* Exercise directions *
Reproduce exactly the line in which "Definition of the keypoint: for every instance of the pink" occurs and all the lines after it, ending with the last line.

Point annotation dataset records:
===============

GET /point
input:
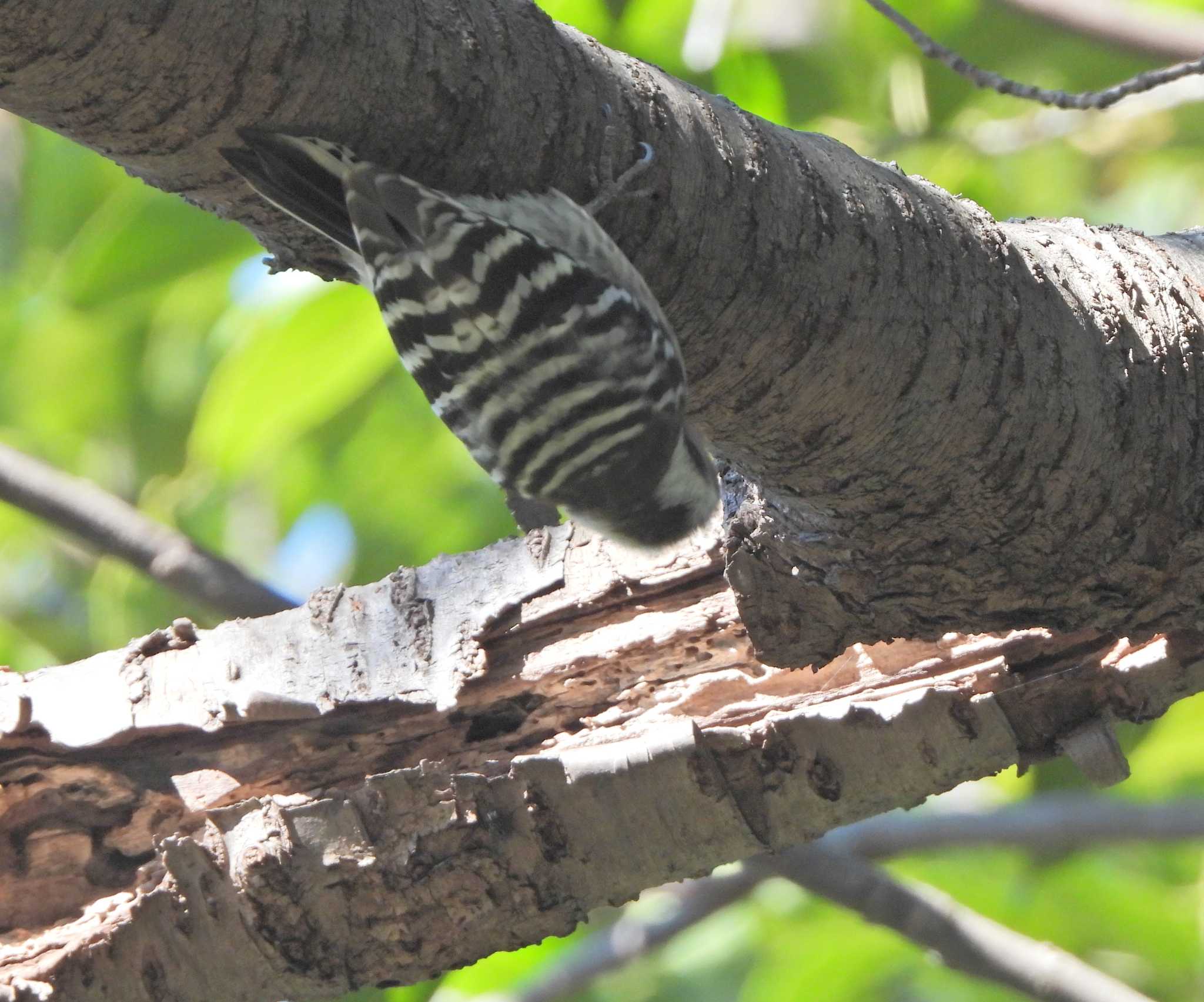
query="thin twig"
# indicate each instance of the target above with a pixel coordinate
(111, 526)
(966, 941)
(1095, 100)
(1163, 33)
(1045, 825)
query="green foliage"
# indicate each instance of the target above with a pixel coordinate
(134, 355)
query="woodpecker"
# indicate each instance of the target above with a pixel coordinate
(530, 332)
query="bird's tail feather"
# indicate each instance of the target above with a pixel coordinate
(303, 177)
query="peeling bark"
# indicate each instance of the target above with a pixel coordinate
(546, 726)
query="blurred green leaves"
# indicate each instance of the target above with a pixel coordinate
(145, 348)
(142, 350)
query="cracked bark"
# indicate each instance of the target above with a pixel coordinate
(547, 726)
(942, 424)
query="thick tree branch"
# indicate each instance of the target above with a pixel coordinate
(951, 423)
(1096, 100)
(964, 939)
(520, 712)
(111, 526)
(1165, 33)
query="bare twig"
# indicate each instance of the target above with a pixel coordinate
(1041, 823)
(966, 941)
(1095, 100)
(111, 526)
(1159, 32)
(530, 514)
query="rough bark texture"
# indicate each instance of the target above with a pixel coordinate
(547, 726)
(955, 424)
(944, 423)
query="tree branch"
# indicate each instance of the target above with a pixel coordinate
(1044, 823)
(966, 941)
(111, 526)
(519, 712)
(1163, 33)
(1096, 100)
(925, 455)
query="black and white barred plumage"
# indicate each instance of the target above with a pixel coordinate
(531, 333)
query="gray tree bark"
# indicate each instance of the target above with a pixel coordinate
(943, 425)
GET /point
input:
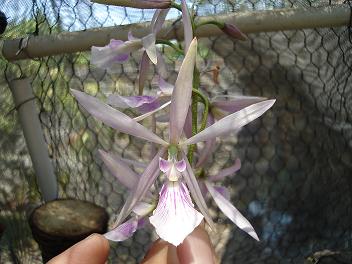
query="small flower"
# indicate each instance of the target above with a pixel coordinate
(117, 51)
(145, 104)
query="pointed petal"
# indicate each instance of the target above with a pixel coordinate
(143, 209)
(161, 66)
(116, 51)
(105, 57)
(180, 165)
(223, 191)
(175, 217)
(119, 169)
(231, 212)
(143, 72)
(187, 128)
(114, 118)
(130, 101)
(141, 117)
(226, 172)
(150, 48)
(181, 96)
(158, 19)
(166, 88)
(134, 163)
(124, 231)
(208, 146)
(146, 180)
(130, 36)
(231, 122)
(236, 103)
(164, 165)
(187, 25)
(197, 196)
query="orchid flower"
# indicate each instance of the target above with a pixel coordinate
(180, 101)
(117, 51)
(145, 104)
(128, 178)
(221, 196)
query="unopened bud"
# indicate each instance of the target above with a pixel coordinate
(3, 22)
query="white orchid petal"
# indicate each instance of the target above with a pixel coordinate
(231, 122)
(181, 95)
(114, 118)
(166, 88)
(175, 217)
(231, 212)
(141, 117)
(196, 193)
(158, 19)
(130, 101)
(150, 48)
(164, 165)
(143, 209)
(209, 145)
(116, 51)
(161, 66)
(123, 231)
(180, 165)
(141, 189)
(143, 72)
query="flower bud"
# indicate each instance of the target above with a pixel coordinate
(3, 22)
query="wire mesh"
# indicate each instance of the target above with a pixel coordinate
(294, 185)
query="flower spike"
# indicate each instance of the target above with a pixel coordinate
(114, 118)
(231, 122)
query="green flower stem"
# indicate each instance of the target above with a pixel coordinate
(175, 5)
(194, 109)
(210, 22)
(205, 101)
(170, 44)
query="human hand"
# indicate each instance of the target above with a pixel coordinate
(196, 248)
(92, 250)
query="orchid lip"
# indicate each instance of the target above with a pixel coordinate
(175, 217)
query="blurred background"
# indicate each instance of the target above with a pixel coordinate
(295, 183)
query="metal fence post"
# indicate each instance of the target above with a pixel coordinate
(28, 117)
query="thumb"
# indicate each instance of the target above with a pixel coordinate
(197, 248)
(92, 250)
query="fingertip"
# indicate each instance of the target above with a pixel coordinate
(161, 252)
(197, 248)
(92, 250)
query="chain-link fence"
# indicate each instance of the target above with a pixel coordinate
(295, 182)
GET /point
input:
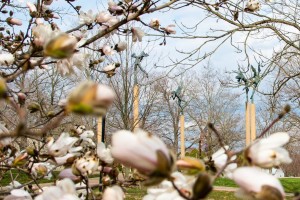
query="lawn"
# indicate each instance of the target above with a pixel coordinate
(291, 185)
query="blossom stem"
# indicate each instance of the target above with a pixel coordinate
(179, 191)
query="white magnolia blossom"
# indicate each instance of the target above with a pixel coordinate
(12, 185)
(104, 153)
(67, 173)
(109, 67)
(140, 151)
(86, 164)
(107, 50)
(253, 5)
(39, 169)
(67, 66)
(79, 129)
(14, 21)
(103, 17)
(62, 145)
(113, 193)
(154, 23)
(18, 194)
(6, 58)
(65, 190)
(268, 152)
(220, 159)
(86, 17)
(42, 34)
(137, 34)
(252, 181)
(166, 191)
(87, 138)
(169, 29)
(64, 159)
(114, 7)
(121, 46)
(31, 6)
(112, 21)
(48, 2)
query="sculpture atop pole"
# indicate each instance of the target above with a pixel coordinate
(250, 83)
(137, 64)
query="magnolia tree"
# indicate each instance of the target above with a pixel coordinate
(41, 43)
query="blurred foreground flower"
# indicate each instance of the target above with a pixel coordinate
(143, 151)
(61, 46)
(18, 194)
(6, 59)
(137, 34)
(90, 98)
(255, 184)
(86, 17)
(65, 190)
(220, 159)
(85, 165)
(166, 191)
(268, 152)
(113, 193)
(87, 138)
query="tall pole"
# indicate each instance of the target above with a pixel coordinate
(182, 138)
(248, 126)
(250, 123)
(253, 122)
(137, 64)
(99, 130)
(135, 105)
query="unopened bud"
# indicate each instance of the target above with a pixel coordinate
(20, 160)
(62, 46)
(33, 107)
(14, 21)
(3, 88)
(21, 98)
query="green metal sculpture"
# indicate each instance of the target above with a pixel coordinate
(137, 64)
(177, 95)
(250, 83)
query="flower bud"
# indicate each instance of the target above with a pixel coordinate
(190, 165)
(90, 98)
(85, 165)
(21, 98)
(61, 46)
(14, 21)
(33, 107)
(3, 88)
(20, 160)
(143, 151)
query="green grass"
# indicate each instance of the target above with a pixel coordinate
(290, 185)
(21, 177)
(225, 182)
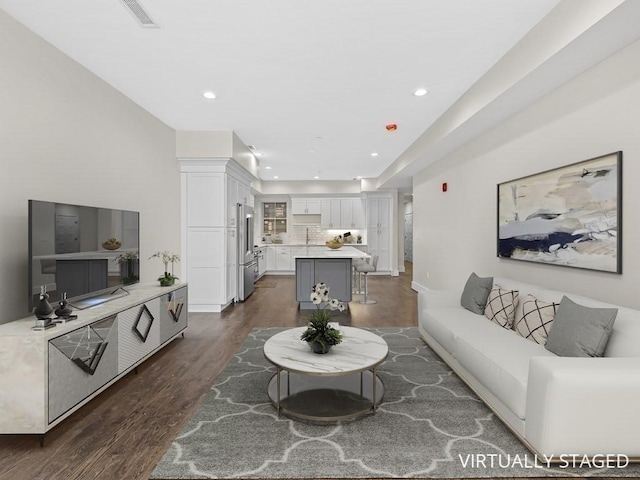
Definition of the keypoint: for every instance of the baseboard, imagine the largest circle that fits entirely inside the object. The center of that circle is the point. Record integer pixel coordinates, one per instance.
(418, 287)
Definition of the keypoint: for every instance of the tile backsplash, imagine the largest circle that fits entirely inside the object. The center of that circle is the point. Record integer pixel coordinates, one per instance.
(316, 235)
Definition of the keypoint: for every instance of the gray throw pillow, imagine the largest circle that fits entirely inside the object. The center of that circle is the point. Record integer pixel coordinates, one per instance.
(580, 331)
(475, 293)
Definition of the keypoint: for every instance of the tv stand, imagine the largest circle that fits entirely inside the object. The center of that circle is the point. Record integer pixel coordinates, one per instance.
(48, 375)
(88, 301)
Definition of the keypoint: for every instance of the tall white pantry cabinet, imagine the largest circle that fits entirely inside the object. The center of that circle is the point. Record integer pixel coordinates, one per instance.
(211, 189)
(379, 231)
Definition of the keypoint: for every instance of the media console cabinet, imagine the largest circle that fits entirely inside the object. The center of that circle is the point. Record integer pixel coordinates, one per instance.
(47, 375)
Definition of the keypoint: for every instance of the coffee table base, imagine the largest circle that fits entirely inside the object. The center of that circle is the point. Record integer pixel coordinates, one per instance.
(325, 399)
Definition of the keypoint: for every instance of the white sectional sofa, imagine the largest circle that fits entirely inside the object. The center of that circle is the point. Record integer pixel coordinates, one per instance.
(555, 405)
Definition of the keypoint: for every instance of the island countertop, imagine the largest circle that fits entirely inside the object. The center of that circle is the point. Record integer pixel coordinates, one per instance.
(344, 252)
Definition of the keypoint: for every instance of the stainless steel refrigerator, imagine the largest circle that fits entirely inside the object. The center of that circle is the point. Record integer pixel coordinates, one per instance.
(246, 256)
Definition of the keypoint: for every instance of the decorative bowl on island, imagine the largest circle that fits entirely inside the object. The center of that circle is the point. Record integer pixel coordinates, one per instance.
(111, 244)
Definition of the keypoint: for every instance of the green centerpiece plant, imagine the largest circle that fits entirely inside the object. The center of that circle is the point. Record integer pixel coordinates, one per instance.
(167, 279)
(321, 334)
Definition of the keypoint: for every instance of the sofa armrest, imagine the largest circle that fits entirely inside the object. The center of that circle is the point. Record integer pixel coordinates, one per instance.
(438, 299)
(585, 406)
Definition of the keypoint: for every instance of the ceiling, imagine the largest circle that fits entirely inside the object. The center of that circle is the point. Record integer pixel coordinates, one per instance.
(310, 83)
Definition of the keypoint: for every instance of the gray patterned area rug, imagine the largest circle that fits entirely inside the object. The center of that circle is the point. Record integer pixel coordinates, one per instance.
(429, 425)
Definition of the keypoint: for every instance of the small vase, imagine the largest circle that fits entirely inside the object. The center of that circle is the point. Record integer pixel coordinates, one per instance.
(44, 309)
(317, 347)
(64, 310)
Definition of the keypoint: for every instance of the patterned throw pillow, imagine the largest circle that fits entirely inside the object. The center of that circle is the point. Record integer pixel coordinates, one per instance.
(537, 318)
(501, 306)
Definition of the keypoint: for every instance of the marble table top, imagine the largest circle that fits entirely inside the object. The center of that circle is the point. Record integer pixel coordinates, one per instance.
(343, 252)
(360, 350)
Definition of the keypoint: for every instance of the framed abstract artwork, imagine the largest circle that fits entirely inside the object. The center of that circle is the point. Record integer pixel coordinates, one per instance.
(570, 216)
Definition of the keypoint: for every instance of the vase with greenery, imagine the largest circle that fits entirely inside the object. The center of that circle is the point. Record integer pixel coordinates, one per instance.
(167, 279)
(321, 334)
(128, 267)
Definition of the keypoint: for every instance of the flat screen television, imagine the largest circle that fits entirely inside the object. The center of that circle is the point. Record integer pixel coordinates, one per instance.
(89, 253)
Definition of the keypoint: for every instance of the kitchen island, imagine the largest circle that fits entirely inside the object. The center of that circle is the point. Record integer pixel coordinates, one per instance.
(332, 267)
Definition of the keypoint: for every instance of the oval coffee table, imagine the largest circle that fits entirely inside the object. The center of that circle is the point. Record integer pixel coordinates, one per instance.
(339, 385)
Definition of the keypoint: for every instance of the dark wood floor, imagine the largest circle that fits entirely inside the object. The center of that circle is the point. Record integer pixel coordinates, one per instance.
(124, 432)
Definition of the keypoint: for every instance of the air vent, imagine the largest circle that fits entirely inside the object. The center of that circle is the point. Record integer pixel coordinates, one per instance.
(141, 15)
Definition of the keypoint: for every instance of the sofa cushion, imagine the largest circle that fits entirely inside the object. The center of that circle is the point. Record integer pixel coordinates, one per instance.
(580, 331)
(537, 319)
(499, 360)
(501, 306)
(475, 293)
(446, 323)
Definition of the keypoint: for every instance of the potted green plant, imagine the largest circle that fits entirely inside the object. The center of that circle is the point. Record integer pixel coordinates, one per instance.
(321, 334)
(128, 262)
(167, 279)
(336, 242)
(111, 244)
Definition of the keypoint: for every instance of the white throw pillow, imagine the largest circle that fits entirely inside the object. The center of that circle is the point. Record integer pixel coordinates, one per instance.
(537, 318)
(501, 306)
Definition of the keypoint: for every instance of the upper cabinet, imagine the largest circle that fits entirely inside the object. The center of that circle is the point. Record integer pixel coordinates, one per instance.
(306, 207)
(343, 213)
(331, 213)
(274, 218)
(352, 213)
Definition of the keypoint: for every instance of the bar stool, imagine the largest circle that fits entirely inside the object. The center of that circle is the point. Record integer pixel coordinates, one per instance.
(366, 268)
(356, 284)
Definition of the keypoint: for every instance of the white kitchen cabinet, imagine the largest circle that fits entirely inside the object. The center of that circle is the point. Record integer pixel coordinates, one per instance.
(232, 201)
(379, 231)
(352, 213)
(306, 207)
(331, 213)
(244, 194)
(211, 190)
(283, 258)
(270, 254)
(205, 206)
(232, 264)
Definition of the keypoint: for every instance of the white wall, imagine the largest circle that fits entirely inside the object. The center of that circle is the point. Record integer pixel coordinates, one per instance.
(67, 136)
(455, 232)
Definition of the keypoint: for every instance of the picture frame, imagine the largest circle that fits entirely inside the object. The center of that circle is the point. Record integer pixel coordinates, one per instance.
(569, 216)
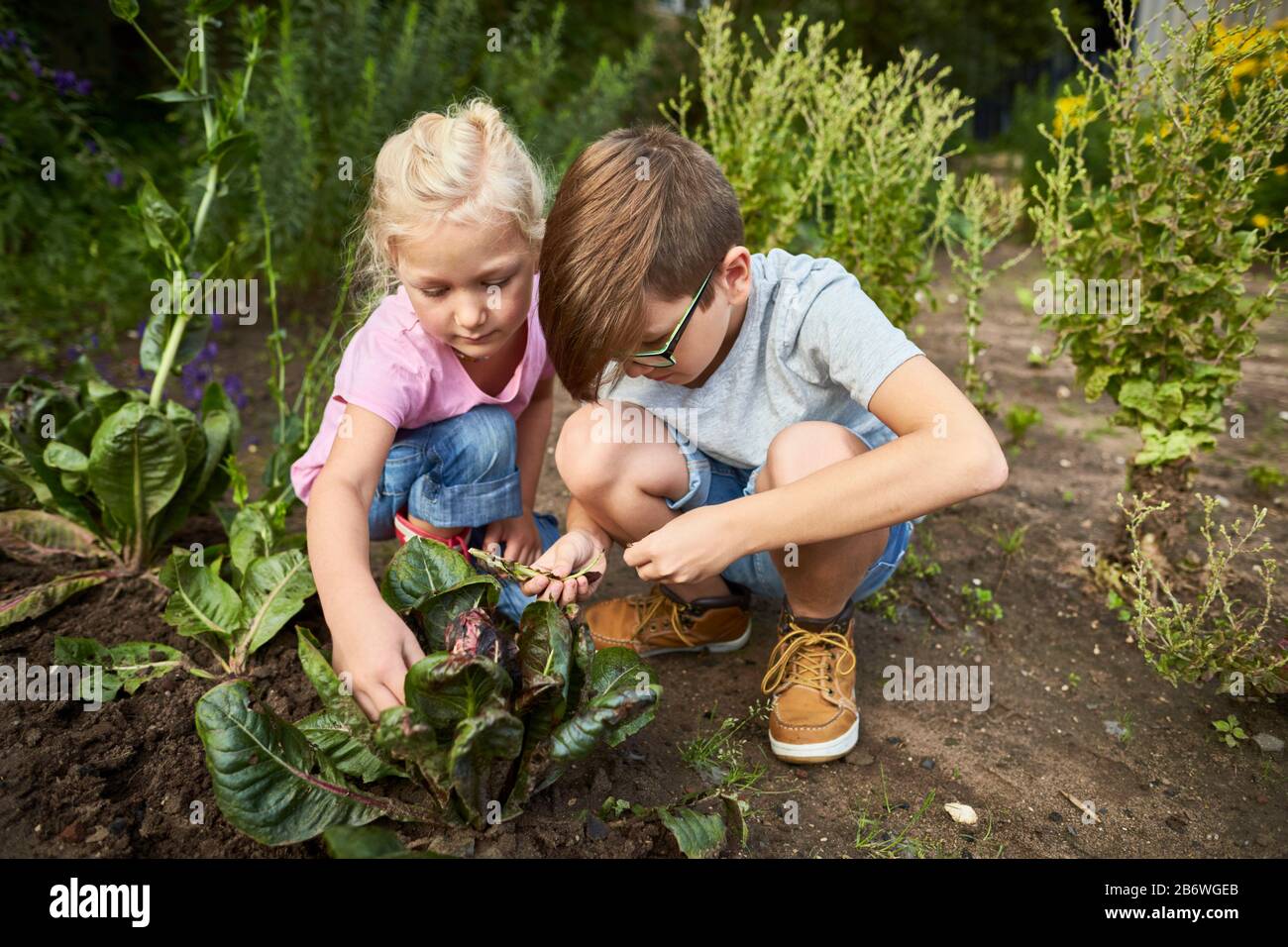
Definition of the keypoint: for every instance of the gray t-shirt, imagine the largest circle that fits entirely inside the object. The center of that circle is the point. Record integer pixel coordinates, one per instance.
(812, 347)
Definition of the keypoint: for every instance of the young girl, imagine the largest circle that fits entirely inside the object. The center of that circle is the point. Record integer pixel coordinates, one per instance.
(442, 405)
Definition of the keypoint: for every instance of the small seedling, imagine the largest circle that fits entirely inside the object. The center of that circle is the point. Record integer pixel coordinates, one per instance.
(1020, 419)
(1266, 478)
(1231, 729)
(980, 604)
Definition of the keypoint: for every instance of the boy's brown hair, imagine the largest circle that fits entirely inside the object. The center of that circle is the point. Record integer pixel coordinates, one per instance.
(640, 210)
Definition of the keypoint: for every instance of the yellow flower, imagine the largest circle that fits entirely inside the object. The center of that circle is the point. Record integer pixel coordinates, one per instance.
(1072, 110)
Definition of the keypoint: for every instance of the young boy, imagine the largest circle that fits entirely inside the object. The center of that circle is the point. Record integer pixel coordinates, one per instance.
(804, 433)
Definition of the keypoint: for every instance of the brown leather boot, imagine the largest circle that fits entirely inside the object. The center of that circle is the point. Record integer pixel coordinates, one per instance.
(660, 621)
(810, 676)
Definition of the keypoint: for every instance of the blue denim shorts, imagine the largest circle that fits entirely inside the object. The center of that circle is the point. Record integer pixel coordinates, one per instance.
(459, 472)
(713, 482)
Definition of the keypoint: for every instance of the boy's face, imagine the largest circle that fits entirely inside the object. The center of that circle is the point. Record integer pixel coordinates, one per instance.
(707, 330)
(469, 285)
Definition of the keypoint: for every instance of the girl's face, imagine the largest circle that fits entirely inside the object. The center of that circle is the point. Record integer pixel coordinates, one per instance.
(469, 285)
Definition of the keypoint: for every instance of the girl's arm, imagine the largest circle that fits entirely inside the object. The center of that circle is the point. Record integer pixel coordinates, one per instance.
(945, 453)
(372, 643)
(533, 432)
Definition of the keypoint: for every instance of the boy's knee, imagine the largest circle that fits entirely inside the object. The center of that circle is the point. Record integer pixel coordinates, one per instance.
(805, 447)
(584, 460)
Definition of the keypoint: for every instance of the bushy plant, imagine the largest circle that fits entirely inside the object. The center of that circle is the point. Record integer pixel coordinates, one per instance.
(977, 217)
(1185, 158)
(493, 714)
(1210, 633)
(824, 153)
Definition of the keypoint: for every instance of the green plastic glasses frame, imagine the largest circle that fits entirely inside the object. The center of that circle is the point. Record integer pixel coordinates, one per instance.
(664, 356)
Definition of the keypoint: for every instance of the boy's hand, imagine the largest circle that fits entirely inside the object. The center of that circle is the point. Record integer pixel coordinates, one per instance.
(694, 547)
(570, 553)
(376, 659)
(519, 535)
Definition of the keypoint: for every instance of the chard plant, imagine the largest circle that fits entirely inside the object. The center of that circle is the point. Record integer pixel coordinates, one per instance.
(1190, 136)
(117, 472)
(492, 716)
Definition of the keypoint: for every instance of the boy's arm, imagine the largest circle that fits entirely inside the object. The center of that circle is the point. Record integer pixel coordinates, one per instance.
(533, 432)
(945, 453)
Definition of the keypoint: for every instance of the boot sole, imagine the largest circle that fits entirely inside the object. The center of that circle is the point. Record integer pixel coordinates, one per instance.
(816, 753)
(713, 648)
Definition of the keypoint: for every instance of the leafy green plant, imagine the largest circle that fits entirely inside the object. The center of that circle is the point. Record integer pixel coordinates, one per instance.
(975, 217)
(114, 478)
(1176, 355)
(490, 716)
(1231, 731)
(1214, 634)
(979, 603)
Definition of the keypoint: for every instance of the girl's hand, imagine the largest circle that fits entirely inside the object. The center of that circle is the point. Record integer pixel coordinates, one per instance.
(519, 535)
(694, 547)
(376, 659)
(568, 554)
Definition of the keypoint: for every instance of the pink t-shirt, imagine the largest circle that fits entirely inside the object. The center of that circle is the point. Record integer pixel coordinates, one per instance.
(391, 368)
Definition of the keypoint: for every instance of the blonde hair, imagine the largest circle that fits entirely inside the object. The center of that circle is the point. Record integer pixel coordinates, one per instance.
(463, 165)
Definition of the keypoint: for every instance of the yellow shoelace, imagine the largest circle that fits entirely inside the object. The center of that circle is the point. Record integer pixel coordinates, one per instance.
(803, 656)
(652, 603)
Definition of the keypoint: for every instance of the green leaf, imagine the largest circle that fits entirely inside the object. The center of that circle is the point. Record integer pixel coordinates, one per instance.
(64, 458)
(136, 466)
(616, 671)
(129, 665)
(483, 740)
(699, 835)
(202, 602)
(34, 602)
(334, 740)
(273, 590)
(445, 689)
(158, 334)
(263, 774)
(176, 95)
(421, 570)
(125, 9)
(249, 538)
(342, 712)
(35, 536)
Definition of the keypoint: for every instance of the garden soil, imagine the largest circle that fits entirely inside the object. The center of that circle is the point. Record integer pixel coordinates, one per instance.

===============

* Answer for the task *
Definition of the keypoint: for every instance of the pink t-shirt, imagine the largest circle that fits entirely inside the object. The center of that circle is the point. Record integer pixel coordinates, one per instance.
(391, 368)
Definition of the keypoint: for every instance of the blonde hair, imagine the largest circle that fits entirely inside the object. The center of that circle is the point. Record integer pixel coordinates, one per instance.
(463, 165)
Definition of the keypoint: for every instance of the yellow shoelace, imagine the largest circle that fits entirely inside the object. The center of that circle is the point. Record integer pixel coordinates, one per instance.
(803, 656)
(652, 603)
Definition of the keypoint: for every instance of the green leaf, imagine the largest circle that fits entirely inside the object. The center of that circle is the point. Record integer pixel coordinates, one per instance.
(64, 458)
(136, 466)
(616, 671)
(129, 665)
(483, 740)
(699, 835)
(202, 602)
(34, 602)
(334, 740)
(273, 590)
(445, 689)
(158, 334)
(263, 774)
(176, 95)
(421, 570)
(125, 9)
(249, 538)
(342, 712)
(35, 536)
Definition of the keypoint: for every instance of the garden soil, imagine the largest circle that fits entirely inside the object. The center of that circle is the point. Record integer pixel coordinates, one per instance.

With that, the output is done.